__Text under study__:
Ella said one of her clients had rented a three-bedroom condominium apartment in the prime Bukit Timah area for S$8,300 – 36 per cent more that the S$6,100 the previous occupants paid.
The pandemic has also reshaped the rental market, Sun said, with more Singaporeans renting apartments to accommodate work-from-home arrangements or turning to the sector because of construction delays on private and public residential developments. This comes even as Singapore boasts a high home-ownership rate of close to 90 per cent, with most residents living in public housing flats.
“In the past, we didn’t really see many locals renting,” she said, adding that a growing number of new tenants had sold off their public housing flats to profit from higher resale values “before buying a property” of their own.
“Right now, there is a very significant imbalance between demand and supply,” she said. “This is the reason why rents have been driven to record highs.”
“Singapore has always been a choice place to reside. It’s not just in Asia but globally. It’s a very attractive economy to be a part of.”

__Problems and tasks__:
(1) Answer these questions from the passage on Singapore's rental market:
(a) What did one client pay to rent a three-bedroom condominium apartment in Bukit Timah?
(b) What home-ownership rate does Singapore have?
(c) What reason is given for rents reaching record highs?
(2) Pick up the passage on Singapore's rental market and continue it after its final sentence.
The data that follow come from a separate source.

__Data drawn from a collection__:
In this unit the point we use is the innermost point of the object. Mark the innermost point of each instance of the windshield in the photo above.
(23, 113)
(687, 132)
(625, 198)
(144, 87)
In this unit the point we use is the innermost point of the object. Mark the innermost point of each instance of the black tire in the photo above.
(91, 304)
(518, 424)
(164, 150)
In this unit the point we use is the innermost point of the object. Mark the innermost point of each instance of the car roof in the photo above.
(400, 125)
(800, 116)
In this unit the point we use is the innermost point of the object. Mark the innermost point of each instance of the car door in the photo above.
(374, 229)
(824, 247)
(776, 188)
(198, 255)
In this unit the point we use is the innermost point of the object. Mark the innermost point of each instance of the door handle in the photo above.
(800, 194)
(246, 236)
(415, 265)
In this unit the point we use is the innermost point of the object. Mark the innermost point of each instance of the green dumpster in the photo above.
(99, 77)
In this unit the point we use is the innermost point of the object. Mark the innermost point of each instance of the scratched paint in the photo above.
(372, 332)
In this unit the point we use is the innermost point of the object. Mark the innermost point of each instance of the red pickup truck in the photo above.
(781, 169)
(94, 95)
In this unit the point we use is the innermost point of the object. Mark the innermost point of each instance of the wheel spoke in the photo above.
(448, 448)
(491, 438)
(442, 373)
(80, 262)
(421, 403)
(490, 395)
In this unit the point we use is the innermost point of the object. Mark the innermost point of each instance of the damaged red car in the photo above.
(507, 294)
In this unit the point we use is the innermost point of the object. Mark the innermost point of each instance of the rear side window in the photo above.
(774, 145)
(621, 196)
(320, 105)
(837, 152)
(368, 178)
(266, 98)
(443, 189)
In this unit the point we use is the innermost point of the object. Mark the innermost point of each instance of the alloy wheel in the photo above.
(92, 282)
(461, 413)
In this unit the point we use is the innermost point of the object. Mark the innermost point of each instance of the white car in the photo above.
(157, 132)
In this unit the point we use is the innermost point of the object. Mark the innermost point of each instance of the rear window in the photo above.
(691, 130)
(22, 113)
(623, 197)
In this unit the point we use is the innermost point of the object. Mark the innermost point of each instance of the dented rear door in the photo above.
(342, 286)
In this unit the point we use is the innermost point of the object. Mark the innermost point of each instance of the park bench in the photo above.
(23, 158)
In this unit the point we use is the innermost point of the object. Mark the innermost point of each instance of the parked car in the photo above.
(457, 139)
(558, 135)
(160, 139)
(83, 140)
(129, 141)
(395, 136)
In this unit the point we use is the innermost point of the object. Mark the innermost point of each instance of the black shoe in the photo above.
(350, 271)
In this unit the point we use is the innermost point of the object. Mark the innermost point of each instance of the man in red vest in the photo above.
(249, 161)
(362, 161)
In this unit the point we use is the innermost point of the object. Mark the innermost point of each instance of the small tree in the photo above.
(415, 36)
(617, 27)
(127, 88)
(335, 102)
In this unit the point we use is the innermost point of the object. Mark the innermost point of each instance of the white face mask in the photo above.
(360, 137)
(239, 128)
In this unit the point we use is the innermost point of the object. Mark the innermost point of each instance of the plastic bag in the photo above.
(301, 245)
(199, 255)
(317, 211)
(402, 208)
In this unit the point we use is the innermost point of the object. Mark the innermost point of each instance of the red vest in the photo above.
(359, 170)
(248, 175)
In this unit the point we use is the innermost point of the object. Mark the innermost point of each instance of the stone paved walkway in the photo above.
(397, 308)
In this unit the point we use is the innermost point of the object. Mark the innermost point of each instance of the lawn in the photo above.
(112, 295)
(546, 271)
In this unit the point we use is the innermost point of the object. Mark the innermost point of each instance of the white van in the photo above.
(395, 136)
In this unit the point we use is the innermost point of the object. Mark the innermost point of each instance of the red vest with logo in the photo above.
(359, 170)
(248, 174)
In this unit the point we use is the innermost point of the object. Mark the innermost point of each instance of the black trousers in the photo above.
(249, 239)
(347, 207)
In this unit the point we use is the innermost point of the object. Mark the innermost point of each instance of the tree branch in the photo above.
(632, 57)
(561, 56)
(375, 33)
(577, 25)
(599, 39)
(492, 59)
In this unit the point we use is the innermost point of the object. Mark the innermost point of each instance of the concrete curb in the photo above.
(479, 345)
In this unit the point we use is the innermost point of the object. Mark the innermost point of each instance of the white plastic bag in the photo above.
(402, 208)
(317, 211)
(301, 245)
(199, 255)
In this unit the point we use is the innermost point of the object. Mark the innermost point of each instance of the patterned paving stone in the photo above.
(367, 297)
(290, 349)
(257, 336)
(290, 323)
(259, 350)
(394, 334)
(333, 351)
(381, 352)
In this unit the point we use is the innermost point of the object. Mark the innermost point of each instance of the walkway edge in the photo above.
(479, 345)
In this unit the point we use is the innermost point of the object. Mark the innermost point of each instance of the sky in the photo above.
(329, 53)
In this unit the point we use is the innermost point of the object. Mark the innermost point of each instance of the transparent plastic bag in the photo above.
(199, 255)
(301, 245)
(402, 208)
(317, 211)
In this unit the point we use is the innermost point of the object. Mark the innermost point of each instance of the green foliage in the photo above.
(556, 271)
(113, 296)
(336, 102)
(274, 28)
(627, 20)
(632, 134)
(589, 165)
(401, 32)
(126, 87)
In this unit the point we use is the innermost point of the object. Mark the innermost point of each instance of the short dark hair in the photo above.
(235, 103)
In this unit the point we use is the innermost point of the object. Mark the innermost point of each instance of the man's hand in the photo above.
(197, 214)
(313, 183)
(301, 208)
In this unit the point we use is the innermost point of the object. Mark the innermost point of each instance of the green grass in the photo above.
==
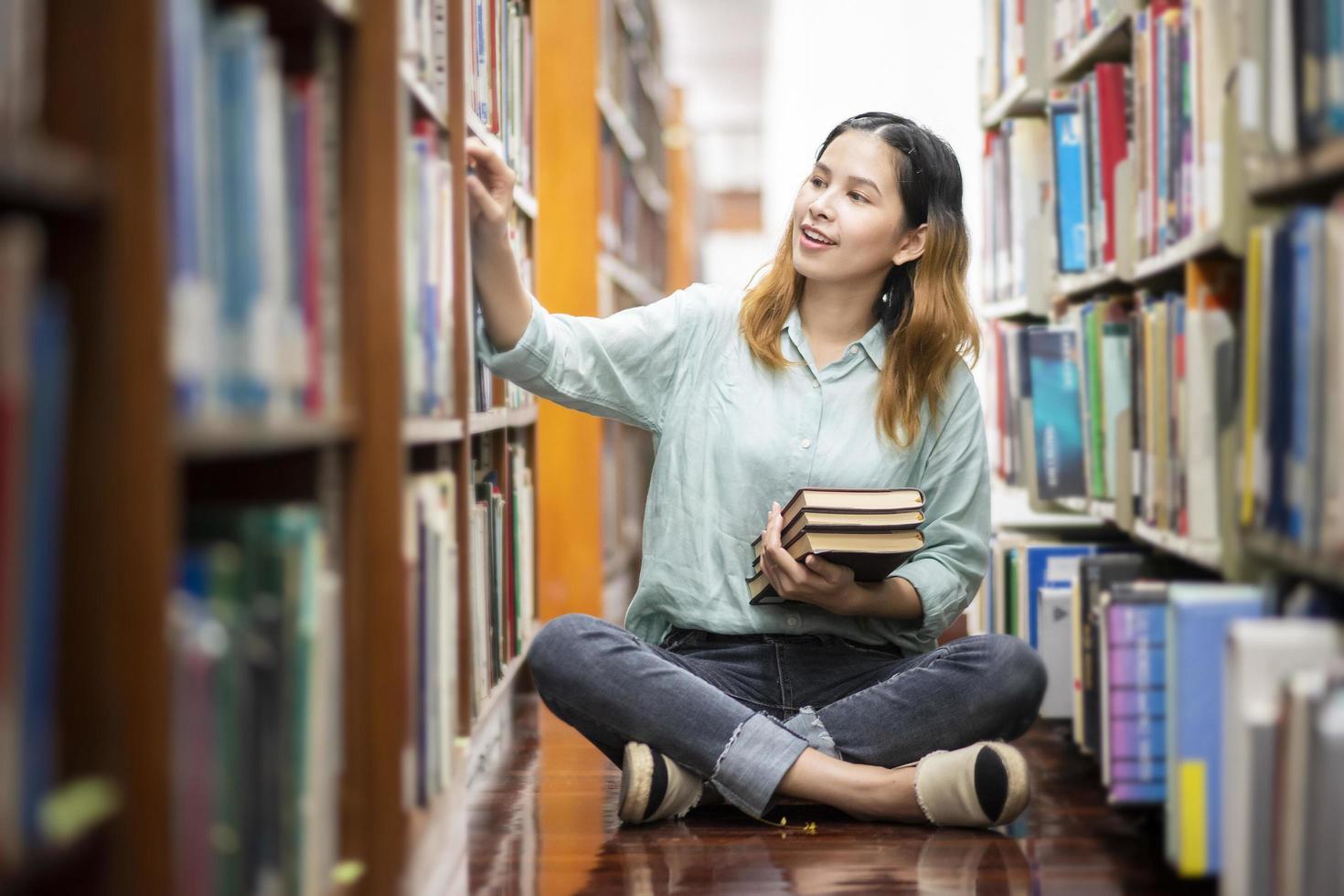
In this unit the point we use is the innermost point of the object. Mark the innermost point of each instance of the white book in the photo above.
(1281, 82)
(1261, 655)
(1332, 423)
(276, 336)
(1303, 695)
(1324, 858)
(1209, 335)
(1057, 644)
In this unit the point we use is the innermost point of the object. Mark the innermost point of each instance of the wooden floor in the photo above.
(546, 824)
...
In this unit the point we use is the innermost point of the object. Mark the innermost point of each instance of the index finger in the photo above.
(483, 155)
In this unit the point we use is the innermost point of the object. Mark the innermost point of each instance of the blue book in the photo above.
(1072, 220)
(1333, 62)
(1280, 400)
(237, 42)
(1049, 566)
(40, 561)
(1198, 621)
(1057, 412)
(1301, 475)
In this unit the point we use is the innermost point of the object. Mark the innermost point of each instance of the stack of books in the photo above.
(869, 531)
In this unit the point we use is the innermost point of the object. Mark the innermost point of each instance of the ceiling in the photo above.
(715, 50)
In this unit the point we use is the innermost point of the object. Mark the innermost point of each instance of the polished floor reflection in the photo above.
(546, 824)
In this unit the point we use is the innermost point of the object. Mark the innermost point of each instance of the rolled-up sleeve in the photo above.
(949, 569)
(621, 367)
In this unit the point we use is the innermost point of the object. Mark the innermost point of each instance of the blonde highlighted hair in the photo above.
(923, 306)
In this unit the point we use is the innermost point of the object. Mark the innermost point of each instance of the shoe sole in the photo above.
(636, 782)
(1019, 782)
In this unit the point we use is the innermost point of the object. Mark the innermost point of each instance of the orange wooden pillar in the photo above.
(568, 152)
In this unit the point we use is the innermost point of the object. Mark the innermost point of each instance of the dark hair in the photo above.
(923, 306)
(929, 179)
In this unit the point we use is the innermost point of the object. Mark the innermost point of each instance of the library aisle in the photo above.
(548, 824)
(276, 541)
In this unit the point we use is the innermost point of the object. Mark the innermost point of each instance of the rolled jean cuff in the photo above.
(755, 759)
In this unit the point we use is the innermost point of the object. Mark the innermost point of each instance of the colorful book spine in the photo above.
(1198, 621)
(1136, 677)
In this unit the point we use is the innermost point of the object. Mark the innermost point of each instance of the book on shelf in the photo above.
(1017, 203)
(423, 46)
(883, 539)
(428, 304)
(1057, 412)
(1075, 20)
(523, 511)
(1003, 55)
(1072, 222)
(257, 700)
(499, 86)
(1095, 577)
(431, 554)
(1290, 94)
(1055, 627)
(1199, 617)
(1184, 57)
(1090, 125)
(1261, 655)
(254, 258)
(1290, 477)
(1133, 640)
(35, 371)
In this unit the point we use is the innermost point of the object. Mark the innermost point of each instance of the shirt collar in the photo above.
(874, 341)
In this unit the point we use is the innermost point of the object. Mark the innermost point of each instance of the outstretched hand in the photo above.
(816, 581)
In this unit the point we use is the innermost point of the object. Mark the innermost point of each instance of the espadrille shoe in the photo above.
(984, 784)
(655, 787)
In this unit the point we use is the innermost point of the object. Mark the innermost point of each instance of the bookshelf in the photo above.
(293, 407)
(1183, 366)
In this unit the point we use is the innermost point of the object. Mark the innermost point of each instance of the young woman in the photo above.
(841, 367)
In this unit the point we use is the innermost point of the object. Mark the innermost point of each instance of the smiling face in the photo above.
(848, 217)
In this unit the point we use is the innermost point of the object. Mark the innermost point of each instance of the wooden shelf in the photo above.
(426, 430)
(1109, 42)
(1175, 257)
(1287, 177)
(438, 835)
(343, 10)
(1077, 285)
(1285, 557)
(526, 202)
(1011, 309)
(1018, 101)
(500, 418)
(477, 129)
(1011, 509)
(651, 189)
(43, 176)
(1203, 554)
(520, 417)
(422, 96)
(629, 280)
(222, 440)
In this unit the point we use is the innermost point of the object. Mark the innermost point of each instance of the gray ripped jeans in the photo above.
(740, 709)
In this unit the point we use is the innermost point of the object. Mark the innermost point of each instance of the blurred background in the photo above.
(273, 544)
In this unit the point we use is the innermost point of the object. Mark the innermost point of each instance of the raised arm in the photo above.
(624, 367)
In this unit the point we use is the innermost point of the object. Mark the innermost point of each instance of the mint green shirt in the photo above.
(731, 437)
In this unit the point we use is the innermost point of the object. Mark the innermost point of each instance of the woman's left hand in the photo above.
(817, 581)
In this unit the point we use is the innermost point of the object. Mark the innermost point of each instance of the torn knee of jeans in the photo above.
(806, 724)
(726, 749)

__Responses to the tasks__:
(1)
(a) S$8,300.
(b) Close to 90 per cent.
(c) A very significant imbalance between demand and supply.

(2)
The upshot of all this has been a shrinking rental market, with expats left fighting over fewer properties. Ella, who has been in the industry for more than 15 years, said that whereas previously she would have had as many as 50 rental options to show prospective tenants, these days it’s rarely more than a handful.
Tenants renewing leases are not immune to the effects of increased market competition, either, with some of Ella’s clients being stunned by monthly rent increases of up to 40 per cent.
Soaring prices are causing people to downsize, Ella said, while others are snapping up properties without even viewing them first. “People are that desperate,” she said. “They don’t really know the condition [of the property] or what they are getting themselves into but they would just secure it.”
Tan, Knight Frank’s head of consultancy, said the high occupancy rates co-living operators were reporting suggested Singapore’s red-hot rental market had forced some expats into shared accommodation – a surge in demand the operators have been quick to act upon.
Hmlet said it has a “healthy pipeline” of new projects in the design and construction phase and that it would be “well-placed … to ride the recovery momentum”, though labour shortages and supply-chain disruptions have slowed work.
Coliwoo, meanwhile, has embarked on a period of “rapid” expansion, with plans to add another six new property listings by the end of 2023 on top of the six it launched this year. Before the end of 2022, it plans to launch a 90,000 sq ft co-living space near Orchard Road – Singapore’s main shopping district – housing upwards of 400 units.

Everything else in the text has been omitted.